PROVIDED PASSAGE:
[BEGIN]

So even though I was like, Officially like a business analyst. That was my designation there. I used to involve myself in a lot of like data science stuff in the company as well. And through them I learned a lot of, lot about the healthcare industry, especially in America. Yeah. And I felt like that sort of gave me like a really strong background to apply and that’s basically what made me apply.
Honestly, I didn’t even. Uh, I expect to get in. It was more of like, if I don’t apply, right? If I, if I knew about this and if I don’t apply right now, I’m gonna look back five years later and be like, what if I had applied? So I didn’t really want that, so I wanna just apply and I just applied it. I didn’t even like look at my application status for the next few months.
One fine day. An email came out nowhere and I’m like, oh, what is this? I’m like, oh, applied. They’re like,
Ryan Atkinson: Oh my God. I like how you said, um, I’m gonna apply, but I don’t really think I like, have a chance. I feel like so many people that [00:16:00] graduate from Harvard, like, or like mit, they all say the same thing. It’s like, I, I didn’t think I actually had a chance, but I applied anyways. I’m curious.
Abhijith Asok: I don’t think anybody ever, well, maybe there might be some people, but I don’t think most people ever expect to get into these spaces.
They hope. Right? Yeah. And that’s basically where it was. I, I didn’t even hope I was more, it was more like, I don’t wanna regret it later. Um, but look how things turned out.

[END]

DATA SECTION:
[BEGIN]

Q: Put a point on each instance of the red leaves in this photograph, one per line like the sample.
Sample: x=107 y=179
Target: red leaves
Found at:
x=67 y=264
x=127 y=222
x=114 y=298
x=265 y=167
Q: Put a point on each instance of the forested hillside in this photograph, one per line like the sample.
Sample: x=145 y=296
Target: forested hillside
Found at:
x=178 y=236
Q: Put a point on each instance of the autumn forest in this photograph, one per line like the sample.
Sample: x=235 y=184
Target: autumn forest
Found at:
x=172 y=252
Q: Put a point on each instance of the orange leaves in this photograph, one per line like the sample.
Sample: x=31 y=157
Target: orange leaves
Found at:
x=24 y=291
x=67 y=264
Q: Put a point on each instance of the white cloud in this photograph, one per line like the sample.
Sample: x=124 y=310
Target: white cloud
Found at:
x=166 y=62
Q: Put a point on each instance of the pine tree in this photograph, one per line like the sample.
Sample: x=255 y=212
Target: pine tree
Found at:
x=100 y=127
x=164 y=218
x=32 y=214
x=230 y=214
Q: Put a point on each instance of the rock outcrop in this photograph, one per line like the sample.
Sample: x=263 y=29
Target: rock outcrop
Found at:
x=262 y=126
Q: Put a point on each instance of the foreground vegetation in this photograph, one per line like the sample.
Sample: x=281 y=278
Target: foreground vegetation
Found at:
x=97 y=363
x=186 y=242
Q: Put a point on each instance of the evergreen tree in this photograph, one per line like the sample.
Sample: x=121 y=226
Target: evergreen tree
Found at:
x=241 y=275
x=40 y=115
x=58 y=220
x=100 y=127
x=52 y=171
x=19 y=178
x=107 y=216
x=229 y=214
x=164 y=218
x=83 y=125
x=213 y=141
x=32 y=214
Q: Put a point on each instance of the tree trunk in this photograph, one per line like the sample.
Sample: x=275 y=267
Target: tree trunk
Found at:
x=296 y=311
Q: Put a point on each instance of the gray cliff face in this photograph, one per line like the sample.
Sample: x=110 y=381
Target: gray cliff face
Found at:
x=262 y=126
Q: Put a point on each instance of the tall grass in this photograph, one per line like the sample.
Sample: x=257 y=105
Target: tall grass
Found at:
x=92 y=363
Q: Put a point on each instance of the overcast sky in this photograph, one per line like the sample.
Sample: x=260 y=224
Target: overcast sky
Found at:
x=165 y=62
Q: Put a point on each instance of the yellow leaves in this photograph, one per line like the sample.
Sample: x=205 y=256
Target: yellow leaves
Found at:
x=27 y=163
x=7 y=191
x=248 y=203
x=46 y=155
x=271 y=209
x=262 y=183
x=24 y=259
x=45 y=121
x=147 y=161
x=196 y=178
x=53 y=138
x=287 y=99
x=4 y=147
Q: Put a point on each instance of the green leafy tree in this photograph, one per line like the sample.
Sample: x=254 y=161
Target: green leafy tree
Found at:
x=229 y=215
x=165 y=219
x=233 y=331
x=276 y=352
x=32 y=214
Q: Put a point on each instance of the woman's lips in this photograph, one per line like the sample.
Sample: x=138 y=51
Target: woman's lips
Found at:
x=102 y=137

[END]

WHAT IS ASKED:
a - Summarize the interview excerpt in two sentences.
b - Rewrite the paragraph of the interview excerpt beginning "Honestly, I didn't even." as a short list of its main points.
c - Carry the interview excerpt forward from its final line.

ANSWERS PER TASK:
a - The first speaker held the title of business analyst but also did data science work, learned a lot about the American healthcare industry, and applied mainly to avoid regretting it later, without expecting to get in. Ryan Atkinson notes that many Harvard or MIT graduates say they didn't think they had a chance, and Abhijith Asok agrees that most people don't expect to get into these spaces but only hope.

b -
- The speaker didn't expect to get in.
- Having learned of the opportunity, the speaker applied so as not to wonder "what if" five years later.
- After applying, the speaker didn't check the application status for the next few months.

c -
Ryan Atkinson: Yeah. Wh where, where exactly were, you have to remember where you were when you got the Applic,
Abhijith Asok: right? Oh, yeah, definitely. Oh yeah. I was in Dubai.
I was my mom had, was living in Dubai at the time, so I was visiting her. Dad and I were visiting her and we were all in like the same room when that happened, right? And the email came, I was about to go to shower, go shower, and this, this email came in and I didn’t even like tell my parents that, oh, an email from Harvard came in.
I was like, okay, I’m gonna look. I’m gonna confirm, reject, and. Open the email I saw like congratulations, and I’m like, this can be right. And then I read it again and again. I read it like three times to make sure that I’m not missing anything. And then I tell, told my parents and being like the super sensitive person that I am, I just like started crying.
I started like crying in the room with everybody and they started crying with me. The three of us were just like crying for like half an hour after that. That’s very beautiful moment in my life for sure.
Ryan Atkinson: Yeah. That is so cool. And like, let’s talk about that application process in like 2016 specifically like for Harvard.
Mm-hmm. Can you take us like what that application process like looked like and was there anything specifically that you included where it was like, oh, that really made me stand out?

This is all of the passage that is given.